··· Data for processing ···
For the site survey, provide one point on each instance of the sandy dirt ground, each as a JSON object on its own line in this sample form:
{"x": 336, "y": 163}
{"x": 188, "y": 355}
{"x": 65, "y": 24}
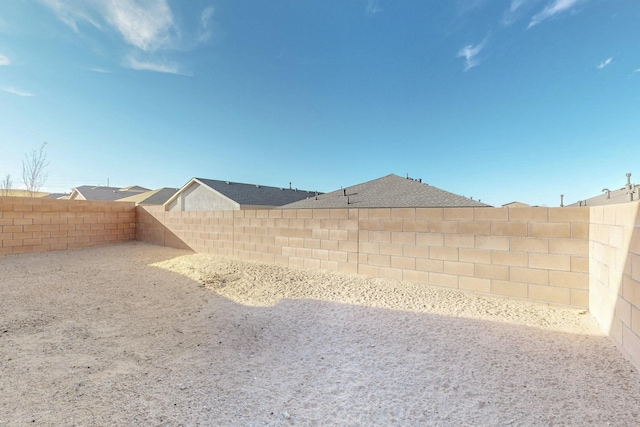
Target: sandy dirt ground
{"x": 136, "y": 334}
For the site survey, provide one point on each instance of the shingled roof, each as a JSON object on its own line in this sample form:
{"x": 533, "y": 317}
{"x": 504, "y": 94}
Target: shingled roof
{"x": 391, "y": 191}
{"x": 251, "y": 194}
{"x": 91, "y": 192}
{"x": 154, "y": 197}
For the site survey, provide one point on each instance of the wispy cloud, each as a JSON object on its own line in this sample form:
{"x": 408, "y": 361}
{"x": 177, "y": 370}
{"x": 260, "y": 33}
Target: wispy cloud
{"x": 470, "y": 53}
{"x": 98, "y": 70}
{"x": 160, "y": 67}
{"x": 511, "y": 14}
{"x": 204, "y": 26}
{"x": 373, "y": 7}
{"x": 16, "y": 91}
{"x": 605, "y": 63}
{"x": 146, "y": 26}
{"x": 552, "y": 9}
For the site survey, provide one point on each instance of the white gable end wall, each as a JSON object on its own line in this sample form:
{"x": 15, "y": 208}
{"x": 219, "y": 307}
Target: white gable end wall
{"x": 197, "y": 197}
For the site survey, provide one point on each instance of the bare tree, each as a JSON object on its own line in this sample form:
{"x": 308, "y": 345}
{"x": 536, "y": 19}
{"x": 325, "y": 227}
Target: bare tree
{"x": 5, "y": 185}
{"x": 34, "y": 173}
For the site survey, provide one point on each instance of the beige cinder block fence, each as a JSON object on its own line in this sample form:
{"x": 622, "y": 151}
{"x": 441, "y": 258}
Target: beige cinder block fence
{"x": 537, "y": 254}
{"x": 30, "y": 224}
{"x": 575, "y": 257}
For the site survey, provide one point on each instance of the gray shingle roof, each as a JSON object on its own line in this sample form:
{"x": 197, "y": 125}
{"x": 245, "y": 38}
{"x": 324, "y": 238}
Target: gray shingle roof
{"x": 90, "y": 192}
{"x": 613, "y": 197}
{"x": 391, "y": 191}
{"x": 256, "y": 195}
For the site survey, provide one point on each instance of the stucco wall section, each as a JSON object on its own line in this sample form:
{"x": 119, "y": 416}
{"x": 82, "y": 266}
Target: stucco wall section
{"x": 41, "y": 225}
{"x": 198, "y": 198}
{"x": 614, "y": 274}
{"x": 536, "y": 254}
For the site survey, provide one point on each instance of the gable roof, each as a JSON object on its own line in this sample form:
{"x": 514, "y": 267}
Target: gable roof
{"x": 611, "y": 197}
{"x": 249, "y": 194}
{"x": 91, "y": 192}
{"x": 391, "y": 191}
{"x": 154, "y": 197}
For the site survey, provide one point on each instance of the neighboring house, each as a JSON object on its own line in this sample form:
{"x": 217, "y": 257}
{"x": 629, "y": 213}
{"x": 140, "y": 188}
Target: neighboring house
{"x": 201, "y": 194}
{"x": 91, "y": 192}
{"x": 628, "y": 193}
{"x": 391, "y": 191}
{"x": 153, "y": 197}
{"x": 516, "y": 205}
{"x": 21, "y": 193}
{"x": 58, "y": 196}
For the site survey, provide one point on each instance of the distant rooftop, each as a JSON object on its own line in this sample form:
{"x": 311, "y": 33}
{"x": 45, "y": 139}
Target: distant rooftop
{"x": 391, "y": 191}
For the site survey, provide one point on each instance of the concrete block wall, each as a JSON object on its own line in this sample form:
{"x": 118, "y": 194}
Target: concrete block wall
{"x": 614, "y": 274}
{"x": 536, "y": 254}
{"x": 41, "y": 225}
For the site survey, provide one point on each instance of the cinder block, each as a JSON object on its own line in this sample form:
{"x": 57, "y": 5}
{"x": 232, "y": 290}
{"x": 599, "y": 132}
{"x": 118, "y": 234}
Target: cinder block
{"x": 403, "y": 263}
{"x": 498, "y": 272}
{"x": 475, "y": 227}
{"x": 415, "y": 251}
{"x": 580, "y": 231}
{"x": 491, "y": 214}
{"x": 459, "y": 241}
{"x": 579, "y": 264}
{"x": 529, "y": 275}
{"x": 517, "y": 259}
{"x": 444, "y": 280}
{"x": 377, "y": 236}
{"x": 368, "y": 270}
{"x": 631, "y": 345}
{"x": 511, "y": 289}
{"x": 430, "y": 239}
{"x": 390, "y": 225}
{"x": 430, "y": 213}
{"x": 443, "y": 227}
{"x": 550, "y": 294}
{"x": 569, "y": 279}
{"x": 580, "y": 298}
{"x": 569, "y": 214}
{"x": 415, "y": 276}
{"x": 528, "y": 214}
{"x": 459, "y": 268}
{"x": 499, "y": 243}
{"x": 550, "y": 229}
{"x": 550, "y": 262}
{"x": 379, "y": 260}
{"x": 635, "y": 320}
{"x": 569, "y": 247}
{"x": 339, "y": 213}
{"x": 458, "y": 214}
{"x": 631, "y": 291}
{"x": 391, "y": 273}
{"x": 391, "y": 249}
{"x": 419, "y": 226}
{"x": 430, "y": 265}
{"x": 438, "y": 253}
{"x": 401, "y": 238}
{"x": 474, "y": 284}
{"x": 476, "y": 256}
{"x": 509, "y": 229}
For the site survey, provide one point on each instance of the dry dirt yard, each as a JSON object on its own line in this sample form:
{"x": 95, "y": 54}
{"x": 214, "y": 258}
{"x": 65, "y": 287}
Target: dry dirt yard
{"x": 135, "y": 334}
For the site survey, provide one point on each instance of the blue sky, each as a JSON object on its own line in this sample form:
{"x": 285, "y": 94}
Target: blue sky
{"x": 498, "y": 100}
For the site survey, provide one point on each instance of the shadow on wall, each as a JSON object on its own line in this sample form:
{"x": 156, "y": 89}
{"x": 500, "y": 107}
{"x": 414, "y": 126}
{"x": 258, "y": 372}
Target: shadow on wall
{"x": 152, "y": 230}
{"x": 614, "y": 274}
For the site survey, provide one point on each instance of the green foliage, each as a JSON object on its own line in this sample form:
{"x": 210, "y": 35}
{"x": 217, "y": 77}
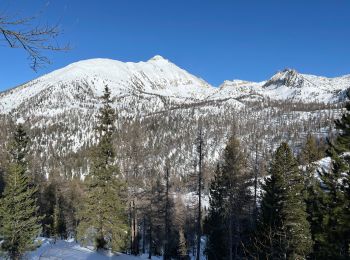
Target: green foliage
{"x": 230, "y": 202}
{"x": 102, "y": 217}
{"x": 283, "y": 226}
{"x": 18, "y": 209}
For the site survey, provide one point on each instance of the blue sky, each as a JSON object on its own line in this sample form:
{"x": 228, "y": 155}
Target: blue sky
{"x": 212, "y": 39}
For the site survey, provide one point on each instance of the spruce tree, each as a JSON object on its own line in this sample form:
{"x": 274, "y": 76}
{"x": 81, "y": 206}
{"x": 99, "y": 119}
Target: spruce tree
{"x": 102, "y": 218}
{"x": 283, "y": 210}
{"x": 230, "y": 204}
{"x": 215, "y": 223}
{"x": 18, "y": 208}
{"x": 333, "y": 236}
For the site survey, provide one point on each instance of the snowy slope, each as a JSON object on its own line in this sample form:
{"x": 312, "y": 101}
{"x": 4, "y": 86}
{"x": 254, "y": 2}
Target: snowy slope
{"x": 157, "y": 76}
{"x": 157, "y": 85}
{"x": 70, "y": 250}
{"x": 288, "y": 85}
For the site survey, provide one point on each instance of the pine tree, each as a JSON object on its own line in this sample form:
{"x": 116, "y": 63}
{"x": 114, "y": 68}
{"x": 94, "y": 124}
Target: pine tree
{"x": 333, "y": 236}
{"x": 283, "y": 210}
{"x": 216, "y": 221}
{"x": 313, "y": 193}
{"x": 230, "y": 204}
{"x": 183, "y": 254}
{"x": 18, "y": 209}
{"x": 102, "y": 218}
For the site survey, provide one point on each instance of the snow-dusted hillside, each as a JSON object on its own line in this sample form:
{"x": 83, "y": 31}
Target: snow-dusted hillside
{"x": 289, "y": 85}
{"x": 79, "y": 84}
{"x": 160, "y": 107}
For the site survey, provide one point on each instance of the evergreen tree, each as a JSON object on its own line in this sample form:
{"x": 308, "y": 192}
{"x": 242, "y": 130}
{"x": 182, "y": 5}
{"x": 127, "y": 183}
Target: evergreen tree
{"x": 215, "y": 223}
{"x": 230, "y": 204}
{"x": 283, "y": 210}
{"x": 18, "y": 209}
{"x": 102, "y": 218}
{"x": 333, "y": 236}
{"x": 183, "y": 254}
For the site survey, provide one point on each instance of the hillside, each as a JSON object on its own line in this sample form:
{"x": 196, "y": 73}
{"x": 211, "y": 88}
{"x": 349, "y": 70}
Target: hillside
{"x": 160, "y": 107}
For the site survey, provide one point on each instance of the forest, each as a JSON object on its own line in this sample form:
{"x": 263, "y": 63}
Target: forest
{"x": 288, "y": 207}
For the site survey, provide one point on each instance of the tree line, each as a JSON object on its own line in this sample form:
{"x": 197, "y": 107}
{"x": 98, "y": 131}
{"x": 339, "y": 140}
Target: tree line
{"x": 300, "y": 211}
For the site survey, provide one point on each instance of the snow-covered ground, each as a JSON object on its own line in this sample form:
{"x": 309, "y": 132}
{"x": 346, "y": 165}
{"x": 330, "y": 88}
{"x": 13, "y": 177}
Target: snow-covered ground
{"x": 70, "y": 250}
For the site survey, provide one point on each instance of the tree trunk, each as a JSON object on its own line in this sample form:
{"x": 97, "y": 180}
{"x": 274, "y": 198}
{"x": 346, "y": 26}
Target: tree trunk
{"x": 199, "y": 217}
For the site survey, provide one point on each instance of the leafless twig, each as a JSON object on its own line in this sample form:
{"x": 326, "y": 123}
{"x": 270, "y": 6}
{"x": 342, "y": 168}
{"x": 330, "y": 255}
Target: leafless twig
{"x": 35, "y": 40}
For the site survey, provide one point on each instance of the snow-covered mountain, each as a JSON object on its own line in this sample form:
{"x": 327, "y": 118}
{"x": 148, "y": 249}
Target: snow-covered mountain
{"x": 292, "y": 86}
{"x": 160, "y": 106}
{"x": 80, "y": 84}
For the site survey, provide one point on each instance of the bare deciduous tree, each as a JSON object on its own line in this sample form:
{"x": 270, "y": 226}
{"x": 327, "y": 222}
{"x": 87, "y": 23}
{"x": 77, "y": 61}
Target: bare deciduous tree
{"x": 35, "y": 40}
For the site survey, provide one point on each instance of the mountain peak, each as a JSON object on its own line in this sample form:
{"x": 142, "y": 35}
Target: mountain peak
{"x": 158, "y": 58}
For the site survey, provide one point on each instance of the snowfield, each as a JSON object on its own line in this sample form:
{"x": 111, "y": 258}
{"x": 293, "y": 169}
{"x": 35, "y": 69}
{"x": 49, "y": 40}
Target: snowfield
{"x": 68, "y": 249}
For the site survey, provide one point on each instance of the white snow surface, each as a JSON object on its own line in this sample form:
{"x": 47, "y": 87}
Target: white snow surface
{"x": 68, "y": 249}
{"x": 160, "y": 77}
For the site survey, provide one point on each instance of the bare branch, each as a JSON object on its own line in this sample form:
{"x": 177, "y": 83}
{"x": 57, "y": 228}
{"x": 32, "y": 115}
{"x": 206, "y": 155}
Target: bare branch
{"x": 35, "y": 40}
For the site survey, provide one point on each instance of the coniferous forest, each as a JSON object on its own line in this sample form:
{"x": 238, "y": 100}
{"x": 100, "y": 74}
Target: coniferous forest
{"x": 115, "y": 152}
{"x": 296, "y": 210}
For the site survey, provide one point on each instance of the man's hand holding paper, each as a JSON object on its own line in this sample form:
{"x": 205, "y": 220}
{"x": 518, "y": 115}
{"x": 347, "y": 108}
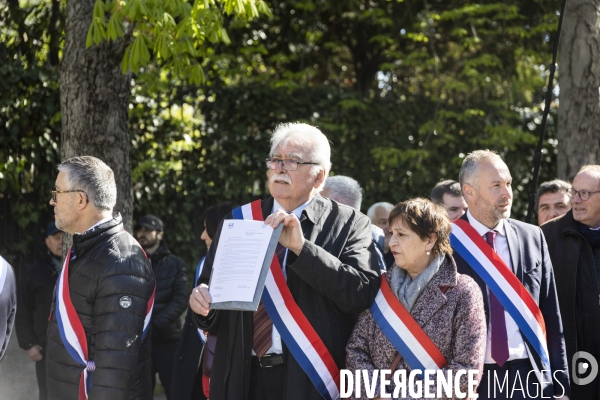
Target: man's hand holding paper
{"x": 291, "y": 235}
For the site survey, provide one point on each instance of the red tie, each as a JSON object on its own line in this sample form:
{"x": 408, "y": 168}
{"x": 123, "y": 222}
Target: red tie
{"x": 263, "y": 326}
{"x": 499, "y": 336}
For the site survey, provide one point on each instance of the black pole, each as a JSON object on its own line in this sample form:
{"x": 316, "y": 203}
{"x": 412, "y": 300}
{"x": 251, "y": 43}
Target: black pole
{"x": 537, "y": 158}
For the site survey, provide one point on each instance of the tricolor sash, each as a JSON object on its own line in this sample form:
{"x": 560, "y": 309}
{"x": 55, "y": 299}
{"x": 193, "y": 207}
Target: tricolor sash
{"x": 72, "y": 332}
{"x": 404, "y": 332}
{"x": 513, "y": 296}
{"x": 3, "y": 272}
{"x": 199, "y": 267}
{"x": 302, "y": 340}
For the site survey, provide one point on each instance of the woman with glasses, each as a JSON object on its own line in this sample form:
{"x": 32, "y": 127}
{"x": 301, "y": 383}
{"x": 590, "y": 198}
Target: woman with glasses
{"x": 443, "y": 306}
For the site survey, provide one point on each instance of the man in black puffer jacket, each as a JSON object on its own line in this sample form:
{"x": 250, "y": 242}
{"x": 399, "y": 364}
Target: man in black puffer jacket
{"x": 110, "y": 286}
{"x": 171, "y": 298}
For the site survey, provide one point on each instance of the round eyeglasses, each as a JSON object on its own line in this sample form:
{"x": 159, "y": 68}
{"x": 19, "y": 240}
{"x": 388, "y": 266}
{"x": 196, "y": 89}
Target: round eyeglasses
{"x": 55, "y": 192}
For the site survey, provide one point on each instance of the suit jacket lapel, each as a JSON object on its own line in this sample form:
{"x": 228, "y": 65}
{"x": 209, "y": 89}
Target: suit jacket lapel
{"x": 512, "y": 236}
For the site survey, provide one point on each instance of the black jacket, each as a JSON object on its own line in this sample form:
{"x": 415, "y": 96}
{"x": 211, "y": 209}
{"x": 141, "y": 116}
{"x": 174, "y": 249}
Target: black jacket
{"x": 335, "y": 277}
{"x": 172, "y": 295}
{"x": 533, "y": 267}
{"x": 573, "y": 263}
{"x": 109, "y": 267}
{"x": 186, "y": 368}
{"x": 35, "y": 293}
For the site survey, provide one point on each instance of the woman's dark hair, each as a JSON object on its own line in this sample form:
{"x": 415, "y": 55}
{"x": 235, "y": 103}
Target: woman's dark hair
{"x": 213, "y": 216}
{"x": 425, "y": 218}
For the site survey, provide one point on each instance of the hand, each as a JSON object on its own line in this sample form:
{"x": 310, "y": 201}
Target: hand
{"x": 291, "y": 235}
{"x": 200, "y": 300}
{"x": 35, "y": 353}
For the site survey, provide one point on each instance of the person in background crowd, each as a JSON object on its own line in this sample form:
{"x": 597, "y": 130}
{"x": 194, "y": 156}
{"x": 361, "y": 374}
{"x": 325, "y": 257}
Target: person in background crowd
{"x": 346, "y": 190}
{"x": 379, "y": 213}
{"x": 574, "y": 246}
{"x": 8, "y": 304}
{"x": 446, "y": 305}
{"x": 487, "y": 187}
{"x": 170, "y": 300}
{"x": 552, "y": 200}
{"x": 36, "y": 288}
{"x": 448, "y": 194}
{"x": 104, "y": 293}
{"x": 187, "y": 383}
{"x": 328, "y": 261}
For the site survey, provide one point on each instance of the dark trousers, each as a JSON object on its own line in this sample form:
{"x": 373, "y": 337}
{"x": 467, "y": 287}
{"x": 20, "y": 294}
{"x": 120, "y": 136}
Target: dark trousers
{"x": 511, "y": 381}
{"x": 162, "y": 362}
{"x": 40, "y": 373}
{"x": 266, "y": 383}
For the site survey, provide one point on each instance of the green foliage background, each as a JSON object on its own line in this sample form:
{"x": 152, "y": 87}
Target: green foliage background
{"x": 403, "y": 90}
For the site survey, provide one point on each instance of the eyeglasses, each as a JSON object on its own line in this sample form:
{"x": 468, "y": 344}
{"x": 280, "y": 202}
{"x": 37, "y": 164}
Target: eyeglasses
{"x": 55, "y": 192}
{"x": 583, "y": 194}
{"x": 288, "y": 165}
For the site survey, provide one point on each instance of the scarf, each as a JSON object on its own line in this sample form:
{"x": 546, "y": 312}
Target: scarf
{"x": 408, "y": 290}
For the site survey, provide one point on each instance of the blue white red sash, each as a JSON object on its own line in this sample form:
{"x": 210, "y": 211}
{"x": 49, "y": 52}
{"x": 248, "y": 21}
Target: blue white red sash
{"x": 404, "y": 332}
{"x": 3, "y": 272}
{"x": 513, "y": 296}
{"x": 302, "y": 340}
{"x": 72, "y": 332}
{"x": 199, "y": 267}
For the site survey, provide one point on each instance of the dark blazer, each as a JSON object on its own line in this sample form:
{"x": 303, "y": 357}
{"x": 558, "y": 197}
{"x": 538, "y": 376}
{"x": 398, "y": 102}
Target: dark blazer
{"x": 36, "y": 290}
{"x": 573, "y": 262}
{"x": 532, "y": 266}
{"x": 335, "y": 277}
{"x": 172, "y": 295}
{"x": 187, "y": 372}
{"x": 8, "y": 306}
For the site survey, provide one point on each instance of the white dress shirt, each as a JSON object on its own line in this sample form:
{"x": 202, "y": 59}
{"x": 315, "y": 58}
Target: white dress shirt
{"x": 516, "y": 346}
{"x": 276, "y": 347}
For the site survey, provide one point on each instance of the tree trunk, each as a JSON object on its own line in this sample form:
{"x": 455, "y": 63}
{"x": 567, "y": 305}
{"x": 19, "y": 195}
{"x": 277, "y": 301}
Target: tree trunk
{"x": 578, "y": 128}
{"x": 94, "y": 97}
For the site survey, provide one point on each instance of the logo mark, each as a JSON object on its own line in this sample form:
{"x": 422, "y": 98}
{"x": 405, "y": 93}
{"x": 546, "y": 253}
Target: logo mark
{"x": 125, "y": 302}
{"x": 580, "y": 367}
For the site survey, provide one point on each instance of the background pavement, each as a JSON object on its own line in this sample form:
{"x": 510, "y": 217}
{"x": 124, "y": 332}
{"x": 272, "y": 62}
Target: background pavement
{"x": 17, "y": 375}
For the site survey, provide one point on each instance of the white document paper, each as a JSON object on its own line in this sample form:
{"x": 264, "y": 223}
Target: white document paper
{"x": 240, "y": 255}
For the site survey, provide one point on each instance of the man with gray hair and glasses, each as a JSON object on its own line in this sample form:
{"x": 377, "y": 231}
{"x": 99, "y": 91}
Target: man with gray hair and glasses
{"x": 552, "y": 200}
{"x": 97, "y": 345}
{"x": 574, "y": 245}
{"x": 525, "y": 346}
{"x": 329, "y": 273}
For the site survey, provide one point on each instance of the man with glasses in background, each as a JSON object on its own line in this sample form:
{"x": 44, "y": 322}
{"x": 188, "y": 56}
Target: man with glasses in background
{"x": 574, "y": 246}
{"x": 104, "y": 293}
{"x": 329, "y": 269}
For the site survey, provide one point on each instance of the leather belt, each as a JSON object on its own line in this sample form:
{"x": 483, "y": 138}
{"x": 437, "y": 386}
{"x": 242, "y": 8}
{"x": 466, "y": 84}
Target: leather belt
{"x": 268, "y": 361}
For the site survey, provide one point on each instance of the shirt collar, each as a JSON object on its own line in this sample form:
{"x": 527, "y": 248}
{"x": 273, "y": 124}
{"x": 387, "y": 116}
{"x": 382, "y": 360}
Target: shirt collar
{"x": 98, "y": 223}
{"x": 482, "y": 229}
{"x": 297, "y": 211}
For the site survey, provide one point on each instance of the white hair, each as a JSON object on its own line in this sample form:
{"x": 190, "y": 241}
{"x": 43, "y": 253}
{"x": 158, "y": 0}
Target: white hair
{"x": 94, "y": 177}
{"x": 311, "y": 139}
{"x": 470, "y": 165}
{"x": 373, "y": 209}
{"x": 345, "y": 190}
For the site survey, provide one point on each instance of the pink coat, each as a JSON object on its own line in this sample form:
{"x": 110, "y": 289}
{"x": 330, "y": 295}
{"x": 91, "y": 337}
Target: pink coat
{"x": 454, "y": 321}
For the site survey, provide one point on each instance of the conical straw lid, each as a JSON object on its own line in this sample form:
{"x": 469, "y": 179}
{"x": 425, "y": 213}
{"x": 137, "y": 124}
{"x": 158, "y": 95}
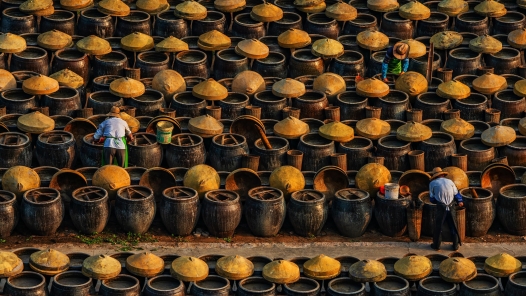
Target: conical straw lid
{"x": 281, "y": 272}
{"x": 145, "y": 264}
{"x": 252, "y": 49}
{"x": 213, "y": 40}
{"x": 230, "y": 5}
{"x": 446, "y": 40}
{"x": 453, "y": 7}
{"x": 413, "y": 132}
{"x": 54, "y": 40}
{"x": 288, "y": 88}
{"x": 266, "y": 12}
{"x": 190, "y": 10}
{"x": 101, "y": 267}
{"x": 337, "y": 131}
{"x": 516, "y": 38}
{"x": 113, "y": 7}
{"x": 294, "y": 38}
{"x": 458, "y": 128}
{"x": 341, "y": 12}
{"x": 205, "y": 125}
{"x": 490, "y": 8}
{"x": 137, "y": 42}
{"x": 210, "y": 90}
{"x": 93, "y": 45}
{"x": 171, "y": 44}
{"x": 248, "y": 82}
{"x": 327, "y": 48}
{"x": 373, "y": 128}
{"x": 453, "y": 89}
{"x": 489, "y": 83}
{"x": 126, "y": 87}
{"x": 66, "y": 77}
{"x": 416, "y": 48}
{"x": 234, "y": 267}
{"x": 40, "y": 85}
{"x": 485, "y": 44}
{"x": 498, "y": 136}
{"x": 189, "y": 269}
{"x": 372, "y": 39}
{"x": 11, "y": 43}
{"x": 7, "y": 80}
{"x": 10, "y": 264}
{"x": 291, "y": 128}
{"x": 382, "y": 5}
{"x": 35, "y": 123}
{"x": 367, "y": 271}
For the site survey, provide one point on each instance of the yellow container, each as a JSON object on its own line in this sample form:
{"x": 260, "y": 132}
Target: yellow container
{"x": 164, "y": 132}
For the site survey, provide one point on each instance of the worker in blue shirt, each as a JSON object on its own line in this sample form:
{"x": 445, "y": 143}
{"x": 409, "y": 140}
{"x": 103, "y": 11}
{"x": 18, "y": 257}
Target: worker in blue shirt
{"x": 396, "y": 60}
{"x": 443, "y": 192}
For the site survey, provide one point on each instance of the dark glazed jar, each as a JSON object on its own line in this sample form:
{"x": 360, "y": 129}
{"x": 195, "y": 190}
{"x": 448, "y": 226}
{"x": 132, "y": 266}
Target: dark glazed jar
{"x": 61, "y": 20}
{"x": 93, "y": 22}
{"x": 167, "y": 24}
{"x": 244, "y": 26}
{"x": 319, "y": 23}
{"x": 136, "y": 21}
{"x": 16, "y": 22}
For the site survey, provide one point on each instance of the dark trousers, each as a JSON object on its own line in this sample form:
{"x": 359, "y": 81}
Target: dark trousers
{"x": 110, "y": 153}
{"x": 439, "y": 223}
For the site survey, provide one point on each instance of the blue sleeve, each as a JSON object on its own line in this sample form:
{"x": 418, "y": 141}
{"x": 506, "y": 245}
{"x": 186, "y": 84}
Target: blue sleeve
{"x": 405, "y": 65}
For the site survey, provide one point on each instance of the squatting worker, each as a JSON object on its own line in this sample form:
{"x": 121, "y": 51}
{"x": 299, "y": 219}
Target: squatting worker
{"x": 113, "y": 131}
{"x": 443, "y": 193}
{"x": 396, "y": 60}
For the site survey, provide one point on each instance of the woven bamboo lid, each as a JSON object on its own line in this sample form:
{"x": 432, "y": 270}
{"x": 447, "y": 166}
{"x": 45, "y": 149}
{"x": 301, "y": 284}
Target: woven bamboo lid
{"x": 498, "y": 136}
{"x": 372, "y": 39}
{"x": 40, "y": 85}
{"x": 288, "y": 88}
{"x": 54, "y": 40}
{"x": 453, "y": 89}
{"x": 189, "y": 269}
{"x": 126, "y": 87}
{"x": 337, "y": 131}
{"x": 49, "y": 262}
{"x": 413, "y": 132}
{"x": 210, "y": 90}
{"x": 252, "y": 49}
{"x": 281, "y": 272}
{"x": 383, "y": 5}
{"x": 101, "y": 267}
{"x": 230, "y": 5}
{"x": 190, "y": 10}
···
Work required:
Return verbatim every line of the records from the line containing "blue sleeve, each" through the last line of the records, with both ends included.

Solution for this exercise:
For the site survey, provide one point on each instance of the blue sleeve, each as a JSON object on its own line in this sample form:
{"x": 418, "y": 141}
{"x": 506, "y": 245}
{"x": 186, "y": 84}
Target: blue sleeve
{"x": 405, "y": 65}
For the site survey, provide one point on each instance of the squatting worker, each as a JSON object on its own line in this sample form:
{"x": 121, "y": 51}
{"x": 299, "y": 219}
Target: squatting worker
{"x": 113, "y": 131}
{"x": 443, "y": 193}
{"x": 396, "y": 60}
For the site survey, provide one point on each instance of the woven bamboo lid, each as a JSON object on its own line in this sample form:
{"x": 432, "y": 270}
{"x": 447, "y": 166}
{"x": 45, "y": 149}
{"x": 301, "y": 284}
Target: woven bamboo lid
{"x": 498, "y": 136}
{"x": 372, "y": 39}
{"x": 40, "y": 85}
{"x": 288, "y": 88}
{"x": 54, "y": 40}
{"x": 453, "y": 89}
{"x": 189, "y": 269}
{"x": 126, "y": 87}
{"x": 337, "y": 131}
{"x": 49, "y": 262}
{"x": 413, "y": 132}
{"x": 210, "y": 90}
{"x": 252, "y": 49}
{"x": 281, "y": 272}
{"x": 383, "y": 5}
{"x": 101, "y": 267}
{"x": 230, "y": 5}
{"x": 190, "y": 10}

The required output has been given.